> **TASK INSTRUCTIONS**:
Rewrite every line of the material below as a numbered list, skipping any blank lines.

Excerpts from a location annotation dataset
· · · · ·
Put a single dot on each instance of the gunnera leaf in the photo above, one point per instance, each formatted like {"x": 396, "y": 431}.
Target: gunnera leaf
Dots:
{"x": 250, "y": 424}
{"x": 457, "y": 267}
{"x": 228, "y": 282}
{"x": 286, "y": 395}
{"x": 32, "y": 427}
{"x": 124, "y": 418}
· · · · ·
> **RESPONSE**:
1. Put a single dot on each instance of the gunnera leaf in the photo above, one point per instance, each formatted like {"x": 396, "y": 431}.
2. Target: gunnera leaf
3. Dots:
4. {"x": 250, "y": 424}
5. {"x": 457, "y": 267}
6. {"x": 228, "y": 282}
7. {"x": 286, "y": 395}
8. {"x": 32, "y": 427}
9. {"x": 124, "y": 418}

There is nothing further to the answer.